— Stated task —
Reproduce all the items below, requests included, scaling every coordinate in the answers by 0.3 and rounding each to a whole number, with halves rounded up. Keep the requests and their sample coordinate lists unchanged.

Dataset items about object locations

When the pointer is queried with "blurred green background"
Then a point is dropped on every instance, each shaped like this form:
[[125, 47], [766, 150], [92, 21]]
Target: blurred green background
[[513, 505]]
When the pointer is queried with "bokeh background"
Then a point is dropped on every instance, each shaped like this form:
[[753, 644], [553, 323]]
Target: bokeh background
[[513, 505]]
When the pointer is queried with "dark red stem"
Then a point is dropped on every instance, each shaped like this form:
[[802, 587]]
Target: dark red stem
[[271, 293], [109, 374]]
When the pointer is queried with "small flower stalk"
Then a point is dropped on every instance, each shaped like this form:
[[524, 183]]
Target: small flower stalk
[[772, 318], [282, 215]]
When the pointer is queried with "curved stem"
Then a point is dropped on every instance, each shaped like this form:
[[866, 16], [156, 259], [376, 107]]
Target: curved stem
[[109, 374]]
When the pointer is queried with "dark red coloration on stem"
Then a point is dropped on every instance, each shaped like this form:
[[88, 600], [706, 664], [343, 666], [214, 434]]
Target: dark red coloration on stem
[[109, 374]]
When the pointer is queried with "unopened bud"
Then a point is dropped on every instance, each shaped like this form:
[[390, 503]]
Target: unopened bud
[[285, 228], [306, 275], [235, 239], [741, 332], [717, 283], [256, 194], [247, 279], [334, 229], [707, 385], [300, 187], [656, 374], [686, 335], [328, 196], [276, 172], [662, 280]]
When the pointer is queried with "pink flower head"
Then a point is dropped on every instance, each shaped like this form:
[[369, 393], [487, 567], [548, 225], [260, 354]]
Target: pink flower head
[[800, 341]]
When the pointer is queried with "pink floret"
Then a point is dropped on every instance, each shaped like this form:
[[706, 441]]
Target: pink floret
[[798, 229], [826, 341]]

— Solution —
When the pointer is queried with "blurred green background"
Then a point is dropped on every instance, each shaped like this form:
[[125, 47], [766, 150], [92, 21]]
Target: blurred green background
[[154, 152]]
When the pointer is queried with "bokeh background"
Then a point is dropped on every instance, each shaped like this form:
[[753, 644], [553, 323]]
Target: bokeh background
[[154, 152]]
When the pointer is queried with "dark red stem"
Then a point is dropped on every instance, each shaped like this form:
[[802, 587]]
Target: dark red stem
[[81, 88], [33, 112]]
When the pointer is queried with "small flower stalk"
Then a point is dropped on every instance, each shaped like this form:
[[524, 183]]
Target: small flower stalk
[[232, 95], [85, 65]]
When the pointer is queried with "curved stem"
Then a point is dropped on every instance, each shaped like this form:
[[866, 16], [156, 259], [376, 107]]
Target: curved stem
[[33, 112]]
When the pointer is queried with "dark red coloration on stem"
Then a point is dropped on every instance, each shaped like this form:
[[88, 600], [706, 664], [343, 666], [214, 434]]
Target: dark red coloration on stem
[[33, 112]]
When the pointer is queried with "unopened bud"
Then a point is dropped on every instance, each shaped like this form:
[[390, 503]]
Target: unopened bud
[[86, 68], [92, 83], [71, 72], [222, 100], [215, 85], [77, 58], [74, 84], [100, 69], [212, 116], [90, 56], [197, 112], [206, 101], [98, 59], [83, 52], [199, 84]]
When the pointer is queried with "pink flower head"
Then a point is dropped on every instance, each shaped like this form:
[[369, 393], [487, 567], [548, 225], [260, 354]]
Target: pink flower head
[[240, 102]]
When the pointer is queried with "pink floret"
Then a point is dropped on every instance, each shaped like this form:
[[706, 441]]
Target: pink floret
[[239, 69], [248, 102]]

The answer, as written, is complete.